§ **WHAT TO DO**
Give every entry again precisely as it appears.

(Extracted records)
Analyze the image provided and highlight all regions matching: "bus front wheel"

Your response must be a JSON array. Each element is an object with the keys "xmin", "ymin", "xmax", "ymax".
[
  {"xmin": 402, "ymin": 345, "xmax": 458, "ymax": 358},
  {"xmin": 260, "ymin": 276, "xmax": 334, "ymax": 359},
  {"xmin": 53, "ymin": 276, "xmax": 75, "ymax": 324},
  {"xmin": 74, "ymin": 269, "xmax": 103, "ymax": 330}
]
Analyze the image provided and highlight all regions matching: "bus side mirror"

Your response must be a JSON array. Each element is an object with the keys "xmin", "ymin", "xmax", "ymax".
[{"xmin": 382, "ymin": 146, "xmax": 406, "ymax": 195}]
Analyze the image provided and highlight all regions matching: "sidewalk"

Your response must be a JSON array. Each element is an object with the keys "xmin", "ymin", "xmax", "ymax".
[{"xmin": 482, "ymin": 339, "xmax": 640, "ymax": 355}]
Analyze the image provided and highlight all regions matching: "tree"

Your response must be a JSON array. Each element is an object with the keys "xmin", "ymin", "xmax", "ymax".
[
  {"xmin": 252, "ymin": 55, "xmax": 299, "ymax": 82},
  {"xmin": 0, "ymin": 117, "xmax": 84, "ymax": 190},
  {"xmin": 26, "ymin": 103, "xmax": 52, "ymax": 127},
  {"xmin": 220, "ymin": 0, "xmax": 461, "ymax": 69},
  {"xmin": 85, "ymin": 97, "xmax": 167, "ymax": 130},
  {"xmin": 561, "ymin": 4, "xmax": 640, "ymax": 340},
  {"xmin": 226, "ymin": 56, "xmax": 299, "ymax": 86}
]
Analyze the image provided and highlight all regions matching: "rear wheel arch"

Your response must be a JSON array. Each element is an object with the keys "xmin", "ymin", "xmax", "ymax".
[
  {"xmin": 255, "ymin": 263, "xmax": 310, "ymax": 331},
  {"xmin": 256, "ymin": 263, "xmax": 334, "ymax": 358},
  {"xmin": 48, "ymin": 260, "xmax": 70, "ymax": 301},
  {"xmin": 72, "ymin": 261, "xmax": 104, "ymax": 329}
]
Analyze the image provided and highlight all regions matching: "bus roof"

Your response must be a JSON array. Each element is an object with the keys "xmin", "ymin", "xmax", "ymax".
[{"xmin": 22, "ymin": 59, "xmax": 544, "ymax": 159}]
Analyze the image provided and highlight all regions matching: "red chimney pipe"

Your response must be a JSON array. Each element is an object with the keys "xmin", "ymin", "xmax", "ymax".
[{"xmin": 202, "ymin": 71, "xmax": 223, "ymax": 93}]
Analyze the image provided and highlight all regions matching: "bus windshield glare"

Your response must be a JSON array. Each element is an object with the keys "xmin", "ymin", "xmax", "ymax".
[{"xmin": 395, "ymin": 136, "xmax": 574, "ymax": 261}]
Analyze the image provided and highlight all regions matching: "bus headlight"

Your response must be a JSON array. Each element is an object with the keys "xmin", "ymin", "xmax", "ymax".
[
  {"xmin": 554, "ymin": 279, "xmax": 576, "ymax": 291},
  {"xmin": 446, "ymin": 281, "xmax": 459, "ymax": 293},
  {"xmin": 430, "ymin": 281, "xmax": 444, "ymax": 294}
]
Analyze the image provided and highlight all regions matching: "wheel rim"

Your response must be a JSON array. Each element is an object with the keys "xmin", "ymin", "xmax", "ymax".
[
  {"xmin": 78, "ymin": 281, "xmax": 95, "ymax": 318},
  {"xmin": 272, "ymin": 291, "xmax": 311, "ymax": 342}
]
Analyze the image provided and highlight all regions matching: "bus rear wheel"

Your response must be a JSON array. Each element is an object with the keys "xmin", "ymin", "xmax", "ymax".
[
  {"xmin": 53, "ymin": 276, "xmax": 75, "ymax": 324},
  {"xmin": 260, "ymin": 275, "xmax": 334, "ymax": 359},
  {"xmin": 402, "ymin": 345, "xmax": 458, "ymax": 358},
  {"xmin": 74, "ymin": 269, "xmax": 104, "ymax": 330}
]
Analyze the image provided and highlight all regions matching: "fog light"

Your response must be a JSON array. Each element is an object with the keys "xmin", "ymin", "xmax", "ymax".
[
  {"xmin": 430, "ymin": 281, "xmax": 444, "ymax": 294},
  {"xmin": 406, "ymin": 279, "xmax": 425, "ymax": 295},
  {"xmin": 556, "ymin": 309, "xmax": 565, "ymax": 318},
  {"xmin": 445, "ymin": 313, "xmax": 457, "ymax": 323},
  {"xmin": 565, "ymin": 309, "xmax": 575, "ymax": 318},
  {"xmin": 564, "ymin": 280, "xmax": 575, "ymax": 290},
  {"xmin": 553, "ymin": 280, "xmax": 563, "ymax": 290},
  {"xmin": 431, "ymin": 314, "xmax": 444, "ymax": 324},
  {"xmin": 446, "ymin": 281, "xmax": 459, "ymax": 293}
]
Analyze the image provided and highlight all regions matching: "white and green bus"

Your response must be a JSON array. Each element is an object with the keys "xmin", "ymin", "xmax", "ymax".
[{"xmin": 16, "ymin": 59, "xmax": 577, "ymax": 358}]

§ **OUTPUT FOR THIS EXERCISE**
Analyze the image provided and highlight all regions matching: "bus front wheel"

Your response must be a JSON array. Each element is an object with the keys "xmin", "ymin", "xmax", "ymax".
[
  {"xmin": 402, "ymin": 345, "xmax": 458, "ymax": 358},
  {"xmin": 260, "ymin": 276, "xmax": 334, "ymax": 359},
  {"xmin": 53, "ymin": 276, "xmax": 75, "ymax": 324},
  {"xmin": 74, "ymin": 269, "xmax": 103, "ymax": 330}
]
Analyze the image provided and highlight all regions matching: "bus side mirror"

Your response must be a JSON array. Each element is an object with the keys "xmin", "ymin", "xmax", "ymax".
[{"xmin": 382, "ymin": 146, "xmax": 406, "ymax": 195}]
Analyze the image provided and highlight all regions matching: "sidewalk"

Your response must be a JSON array. Each element is an object with the keys "xmin", "ymin", "xmax", "ymax".
[{"xmin": 482, "ymin": 339, "xmax": 640, "ymax": 355}]
Analyze the image provided and highlight all regions matching: "tree"

Your response must be a JSON array. Each element is an object with the keys "xmin", "ymin", "xmax", "ymax".
[
  {"xmin": 252, "ymin": 55, "xmax": 299, "ymax": 82},
  {"xmin": 0, "ymin": 117, "xmax": 84, "ymax": 190},
  {"xmin": 26, "ymin": 103, "xmax": 52, "ymax": 127},
  {"xmin": 220, "ymin": 0, "xmax": 461, "ymax": 69},
  {"xmin": 85, "ymin": 97, "xmax": 167, "ymax": 130},
  {"xmin": 561, "ymin": 4, "xmax": 640, "ymax": 340},
  {"xmin": 226, "ymin": 56, "xmax": 299, "ymax": 86}
]
Analyze the image provided and highlight all regions matching: "rear wheel arch"

Your response must be a JSON array. Each element is an object with the keys "xmin", "ymin", "xmax", "ymax".
[
  {"xmin": 255, "ymin": 263, "xmax": 310, "ymax": 331},
  {"xmin": 256, "ymin": 263, "xmax": 334, "ymax": 358},
  {"xmin": 48, "ymin": 260, "xmax": 70, "ymax": 301},
  {"xmin": 72, "ymin": 261, "xmax": 104, "ymax": 329}
]
Analyze the image provided and highlight all regions matching: "bus roof"

Your response must be a JSON array. Each element is an object with the keys "xmin", "ymin", "xmax", "ymax".
[{"xmin": 22, "ymin": 59, "xmax": 544, "ymax": 159}]
Analyze the image provided and highlight all regions matching: "red chimney pipe"

Your response must be a JSON array. Each element is an object with the keys "xmin", "ymin", "xmax", "ymax".
[{"xmin": 202, "ymin": 71, "xmax": 223, "ymax": 93}]
Analyze the image provided and highlight all regions matching: "bus windshield glare"

Your response must be a JSON array. Each element is an object with the keys "xmin", "ymin", "xmax", "ymax".
[{"xmin": 395, "ymin": 136, "xmax": 574, "ymax": 261}]
Analyze the image provided and highlight all regions matching: "bus headlight"

Your response must be a JSON array. Each element is an object with the keys "xmin", "ymin", "xmax", "ymax".
[
  {"xmin": 554, "ymin": 279, "xmax": 576, "ymax": 291},
  {"xmin": 446, "ymin": 281, "xmax": 459, "ymax": 293},
  {"xmin": 430, "ymin": 281, "xmax": 444, "ymax": 294}
]
Analyze the image provided and highlight all regions matching: "wheel rim"

Your response must be a JSON array. Each element is an object with the keys "xmin", "ymin", "xmax", "ymax".
[
  {"xmin": 78, "ymin": 281, "xmax": 95, "ymax": 318},
  {"xmin": 272, "ymin": 291, "xmax": 311, "ymax": 342}
]
Analyze the image provided and highlight all regions matching: "bus rear wheel"

Your response must be a JSON array. Each element is an object with the keys "xmin", "ymin", "xmax", "ymax".
[
  {"xmin": 53, "ymin": 276, "xmax": 75, "ymax": 324},
  {"xmin": 260, "ymin": 275, "xmax": 334, "ymax": 359},
  {"xmin": 402, "ymin": 345, "xmax": 458, "ymax": 358},
  {"xmin": 74, "ymin": 269, "xmax": 104, "ymax": 330}
]
Analyze the image provided and highlight all regions matching: "fog light"

Your response must be a JSON array. Each element is an object with the keys "xmin", "ymin", "xmax", "ymax".
[
  {"xmin": 430, "ymin": 281, "xmax": 444, "ymax": 294},
  {"xmin": 406, "ymin": 279, "xmax": 425, "ymax": 295},
  {"xmin": 556, "ymin": 309, "xmax": 565, "ymax": 318},
  {"xmin": 445, "ymin": 313, "xmax": 457, "ymax": 323},
  {"xmin": 565, "ymin": 309, "xmax": 575, "ymax": 318},
  {"xmin": 564, "ymin": 280, "xmax": 575, "ymax": 290},
  {"xmin": 553, "ymin": 280, "xmax": 563, "ymax": 290},
  {"xmin": 431, "ymin": 314, "xmax": 444, "ymax": 324},
  {"xmin": 446, "ymin": 281, "xmax": 459, "ymax": 293}
]
Analyze the image provided and highlight all regions matching: "white and green bus"

Your response must be a JSON array. Each element is an object with the keys "xmin", "ymin", "xmax", "ymax".
[{"xmin": 16, "ymin": 59, "xmax": 577, "ymax": 358}]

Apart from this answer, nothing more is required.